It all boils down to the 4 aforementioned groups sitting on one of two extremes. Either they are overly eager to classify themselves as anything but racist, or overly proud of their supremacist desires. Neither group accepts that racism as an institution is the problem and furthermore, that their attitude completely subscribes to it.

So one ends up in a situation where one writes a blog trying to let everyone know that we are all racist (All of us. Yes, you too. And you.) but knowing that until people make the conscious decision to accept this fact and embrace their biases in order to ensure that it does not lead them to subconsciously act on their prejudices or inadvertently propagate their beliefs to the younger generations, we’re screwed.

That was a long sentence.

The point I’m making, I guess, is that acting like we know is the reason we’re all ignorant. Accepting that we’ll never understand is the only way we will get over it.

I’ll never know what being anything but Black feels like, just like ex-patriots should quit pretending like they understand Africa’s strife. But even with our failure to understand, the more we’re educated, the more we’ll be prone to justify our ignorance. And that is why I even thought I was qualified enough to write this.

It’s a tough pill to swallow, that one.

But seeing as we’re not a species that’s particularly good at learning lessons, let’s chalk this up as a lost battle.


3 thoughts on “You Racist Bastards!

  1. The most brutal and unforgiving aspect of racism is the way that, for the suffering victim, the cause of suffering can never be erased. Hate me because I am a criminal and I can reform; hate me because of my wealth and I can give it away; but hate me because of the blood in my veins/the colour of my skin and there is nothing I can do but vainly hope that you will change. This creates horrific psychological circumstances for the victim because even if racism is only tacit or only exists at the margins of society, it is forever there as a dividing line between potential sufferers of it and perpetrators. Racism is as ineradicable as other human evils.

    That said, I once watched a documentary detailing the story of a young black man who returned to his ancestral home in West Africa; his family were originally slaves shipped over to England hundreds of years ago.

• **Aim of the exercise**
Carry on the piece about racism, starting right after its final sentence. The lines below come from a separate source.

• **Given information**
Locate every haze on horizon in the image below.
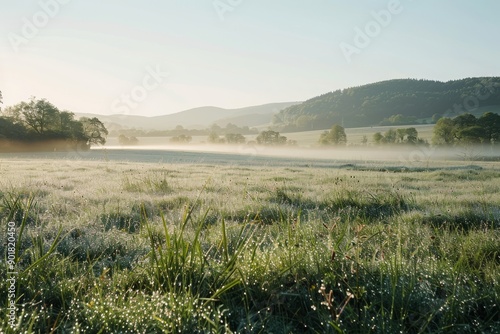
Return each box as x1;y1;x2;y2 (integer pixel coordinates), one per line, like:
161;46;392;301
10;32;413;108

• **Solved problem**
    He travelled around the coastal towns, looking at the history of the slave trade; the fortified towers where the slaves were kept for weeks or months until the next boat turned up…Told how the women were raped; other stories of how evil people could really be. His travelling companion, an American woman said ‘I don’t think I’ll ever be able to look at another white person in the same way again…’

    Having listened to the previous depravities I could well understand why she’d say that. They did some terrible shit.

    However, the guy travelled around a bit more, and in one town found a statue erected by tribal elders, by way of apology for some of their tribe’s past crimes. He asked his guide Why the statue was there, and what crimes they felt they had to apologise for. His guide explained that it was a slave TRADE. Tribes or nations would prey on each other, and sell to the slave ships.

    The story really affected me; there is such a thing as monsters, and they’re us.

    (sorry for the long comment, I know it’s bad form to post a comment almost as long as the original post but I started typing and couldn’t stop)

  2. I’m with Calvin *pointing up there* on this one. Ignorance is bliss. I just wish there was some way to un-learn awareness once you have it. Life is just so much easier when you don’t know ish.

    PS: I don’t know what category I fall under. I’m often mistaken for white [despite the blue-black skin] and have been accused of ‘thinking I’m not African’. The man that I love is white, and I barely speak vernacular, yet I’m very proud of ‘my roots’. So which side does my racism lie?

    Like I said, life is just easier when you don’t know ish.

  3. how i dismiss racism: You only feel superior but its not fact Your thinking of being better is simply because you are lazy to think beyond what you heard.